* _Data extract_
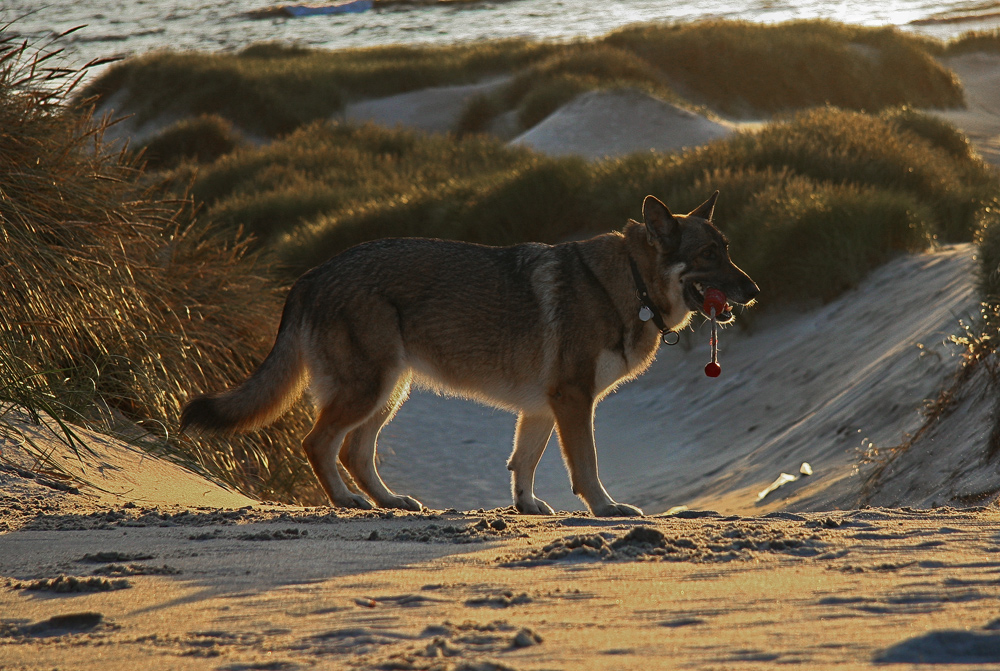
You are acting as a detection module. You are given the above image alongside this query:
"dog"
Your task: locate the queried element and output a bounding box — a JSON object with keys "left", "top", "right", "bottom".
{"left": 181, "top": 192, "right": 758, "bottom": 516}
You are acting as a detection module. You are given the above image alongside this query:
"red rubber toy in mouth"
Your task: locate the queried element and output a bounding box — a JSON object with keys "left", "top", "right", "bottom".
{"left": 703, "top": 288, "right": 727, "bottom": 378}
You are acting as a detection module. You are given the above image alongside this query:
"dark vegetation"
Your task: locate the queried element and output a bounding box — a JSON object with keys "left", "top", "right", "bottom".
{"left": 0, "top": 35, "right": 325, "bottom": 503}
{"left": 81, "top": 40, "right": 557, "bottom": 137}
{"left": 84, "top": 20, "right": 965, "bottom": 140}
{"left": 4, "top": 20, "right": 1000, "bottom": 504}
{"left": 140, "top": 114, "right": 246, "bottom": 170}
{"left": 171, "top": 105, "right": 996, "bottom": 304}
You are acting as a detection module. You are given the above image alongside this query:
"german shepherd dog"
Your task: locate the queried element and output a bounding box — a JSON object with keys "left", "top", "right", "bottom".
{"left": 182, "top": 193, "right": 758, "bottom": 516}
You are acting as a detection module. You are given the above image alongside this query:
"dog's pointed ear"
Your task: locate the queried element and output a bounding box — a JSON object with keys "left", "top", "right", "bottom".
{"left": 643, "top": 195, "right": 680, "bottom": 251}
{"left": 688, "top": 190, "right": 719, "bottom": 221}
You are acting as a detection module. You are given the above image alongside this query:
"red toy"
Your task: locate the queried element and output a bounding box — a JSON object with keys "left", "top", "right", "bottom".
{"left": 702, "top": 288, "right": 728, "bottom": 378}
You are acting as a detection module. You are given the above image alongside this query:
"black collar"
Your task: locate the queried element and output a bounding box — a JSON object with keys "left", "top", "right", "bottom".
{"left": 628, "top": 256, "right": 679, "bottom": 345}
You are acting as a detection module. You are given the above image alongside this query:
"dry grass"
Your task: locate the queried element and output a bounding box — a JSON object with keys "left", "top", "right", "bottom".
{"left": 943, "top": 29, "right": 1000, "bottom": 56}
{"left": 173, "top": 106, "right": 998, "bottom": 305}
{"left": 604, "top": 20, "right": 962, "bottom": 115}
{"left": 0, "top": 32, "right": 327, "bottom": 503}
{"left": 140, "top": 114, "right": 246, "bottom": 170}
{"left": 80, "top": 39, "right": 556, "bottom": 137}
{"left": 82, "top": 20, "right": 966, "bottom": 140}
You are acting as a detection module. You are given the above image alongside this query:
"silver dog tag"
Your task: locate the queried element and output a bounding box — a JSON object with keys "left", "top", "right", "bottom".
{"left": 638, "top": 306, "right": 652, "bottom": 322}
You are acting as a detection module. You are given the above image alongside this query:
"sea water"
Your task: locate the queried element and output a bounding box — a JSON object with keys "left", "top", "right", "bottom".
{"left": 3, "top": 0, "right": 999, "bottom": 76}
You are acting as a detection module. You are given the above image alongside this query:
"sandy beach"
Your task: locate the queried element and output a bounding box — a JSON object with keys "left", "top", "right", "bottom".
{"left": 3, "top": 500, "right": 1000, "bottom": 670}
{"left": 4, "top": 52, "right": 1000, "bottom": 669}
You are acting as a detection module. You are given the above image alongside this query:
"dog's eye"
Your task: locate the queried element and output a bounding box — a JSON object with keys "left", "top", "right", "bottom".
{"left": 700, "top": 248, "right": 718, "bottom": 262}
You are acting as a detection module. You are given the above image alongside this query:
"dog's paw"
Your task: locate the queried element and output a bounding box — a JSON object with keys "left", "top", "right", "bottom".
{"left": 381, "top": 494, "right": 424, "bottom": 512}
{"left": 515, "top": 496, "right": 555, "bottom": 515}
{"left": 335, "top": 493, "right": 376, "bottom": 510}
{"left": 592, "top": 502, "right": 644, "bottom": 517}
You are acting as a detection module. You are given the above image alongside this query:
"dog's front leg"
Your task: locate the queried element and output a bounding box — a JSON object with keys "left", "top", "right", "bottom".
{"left": 550, "top": 384, "right": 643, "bottom": 517}
{"left": 507, "top": 412, "right": 556, "bottom": 515}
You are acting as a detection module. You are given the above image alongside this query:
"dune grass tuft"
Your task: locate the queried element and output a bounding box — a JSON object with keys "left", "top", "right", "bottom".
{"left": 175, "top": 106, "right": 997, "bottom": 304}
{"left": 140, "top": 114, "right": 246, "bottom": 170}
{"left": 943, "top": 29, "right": 1000, "bottom": 56}
{"left": 80, "top": 39, "right": 556, "bottom": 137}
{"left": 603, "top": 20, "right": 962, "bottom": 116}
{"left": 177, "top": 121, "right": 537, "bottom": 244}
{"left": 82, "top": 20, "right": 966, "bottom": 141}
{"left": 1, "top": 33, "right": 328, "bottom": 503}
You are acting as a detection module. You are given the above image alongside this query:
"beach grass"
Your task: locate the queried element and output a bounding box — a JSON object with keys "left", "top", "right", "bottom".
{"left": 178, "top": 106, "right": 997, "bottom": 304}
{"left": 177, "top": 122, "right": 537, "bottom": 244}
{"left": 0, "top": 35, "right": 329, "bottom": 504}
{"left": 84, "top": 19, "right": 965, "bottom": 141}
{"left": 139, "top": 114, "right": 247, "bottom": 170}
{"left": 603, "top": 20, "right": 962, "bottom": 115}
{"left": 80, "top": 39, "right": 556, "bottom": 137}
{"left": 943, "top": 29, "right": 1000, "bottom": 56}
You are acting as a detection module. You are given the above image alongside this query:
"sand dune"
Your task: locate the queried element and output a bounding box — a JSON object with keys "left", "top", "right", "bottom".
{"left": 0, "top": 240, "right": 988, "bottom": 669}
{"left": 933, "top": 52, "right": 1000, "bottom": 164}
{"left": 342, "top": 77, "right": 510, "bottom": 135}
{"left": 341, "top": 83, "right": 739, "bottom": 159}
{"left": 367, "top": 244, "right": 978, "bottom": 515}
{"left": 509, "top": 88, "right": 735, "bottom": 159}
{"left": 5, "top": 53, "right": 1000, "bottom": 671}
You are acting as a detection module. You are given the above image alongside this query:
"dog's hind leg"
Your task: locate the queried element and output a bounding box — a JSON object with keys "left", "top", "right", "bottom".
{"left": 302, "top": 400, "right": 378, "bottom": 509}
{"left": 339, "top": 375, "right": 423, "bottom": 511}
{"left": 507, "top": 412, "right": 555, "bottom": 515}
{"left": 304, "top": 369, "right": 403, "bottom": 510}
{"left": 550, "top": 384, "right": 643, "bottom": 517}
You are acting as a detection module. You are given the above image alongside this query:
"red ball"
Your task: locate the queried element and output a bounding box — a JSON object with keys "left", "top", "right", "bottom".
{"left": 703, "top": 288, "right": 728, "bottom": 317}
{"left": 705, "top": 362, "right": 721, "bottom": 377}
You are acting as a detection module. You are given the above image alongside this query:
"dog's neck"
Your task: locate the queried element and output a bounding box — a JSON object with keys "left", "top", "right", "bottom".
{"left": 621, "top": 221, "right": 686, "bottom": 344}
{"left": 628, "top": 255, "right": 666, "bottom": 330}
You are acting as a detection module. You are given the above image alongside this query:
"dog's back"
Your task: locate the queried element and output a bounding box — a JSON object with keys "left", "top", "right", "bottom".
{"left": 287, "top": 235, "right": 641, "bottom": 412}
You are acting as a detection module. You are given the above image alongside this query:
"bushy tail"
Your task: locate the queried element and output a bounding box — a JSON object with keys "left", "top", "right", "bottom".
{"left": 181, "top": 321, "right": 308, "bottom": 435}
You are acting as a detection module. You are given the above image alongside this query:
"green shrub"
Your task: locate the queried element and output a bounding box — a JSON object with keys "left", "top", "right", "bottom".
{"left": 603, "top": 20, "right": 962, "bottom": 115}
{"left": 141, "top": 114, "right": 245, "bottom": 169}
{"left": 456, "top": 93, "right": 505, "bottom": 135}
{"left": 200, "top": 107, "right": 997, "bottom": 306}
{"left": 279, "top": 156, "right": 594, "bottom": 270}
{"left": 83, "top": 20, "right": 966, "bottom": 140}
{"left": 183, "top": 121, "right": 536, "bottom": 243}
{"left": 726, "top": 177, "right": 934, "bottom": 300}
{"left": 679, "top": 107, "right": 995, "bottom": 241}
{"left": 879, "top": 106, "right": 976, "bottom": 161}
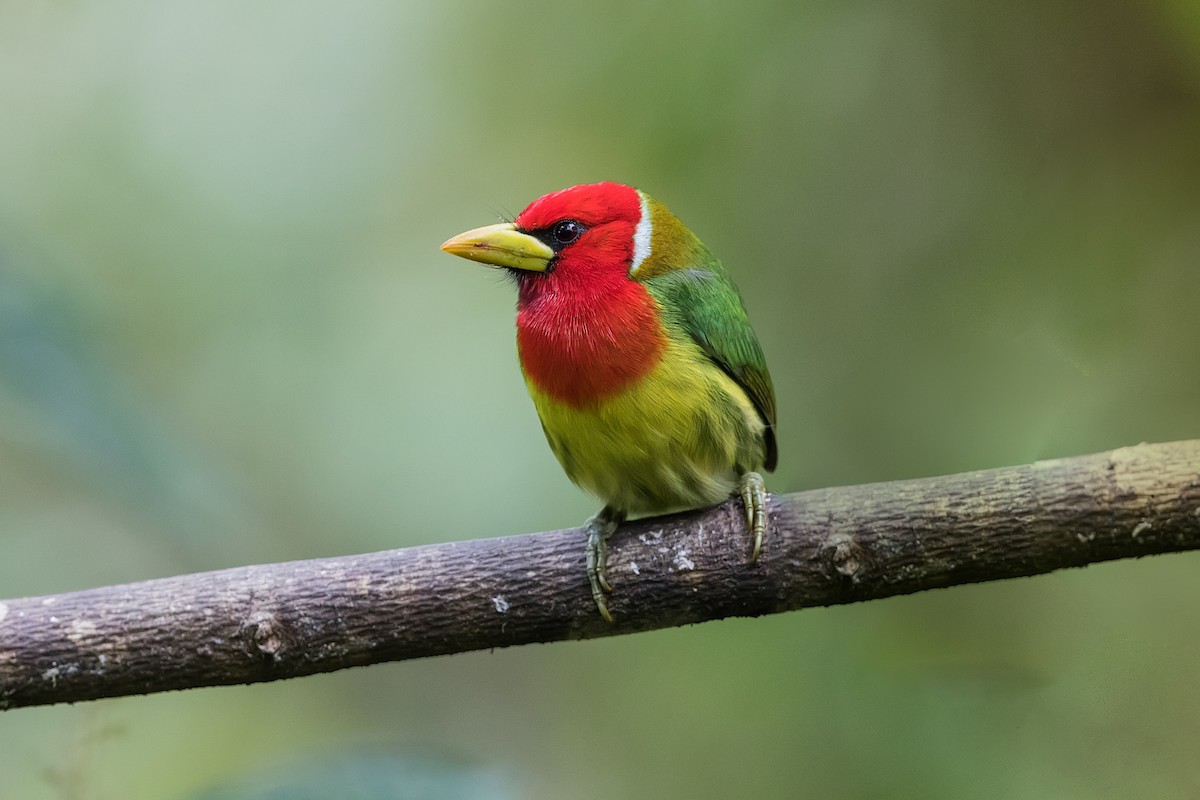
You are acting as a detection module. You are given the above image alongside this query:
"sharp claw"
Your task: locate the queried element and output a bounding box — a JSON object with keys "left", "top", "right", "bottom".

* _Activity_
Please return every line from the material above where the string "grass" occurs.

* _Answer for this exercise_
"dry grass"
"dune grass tuft"
"beach grass"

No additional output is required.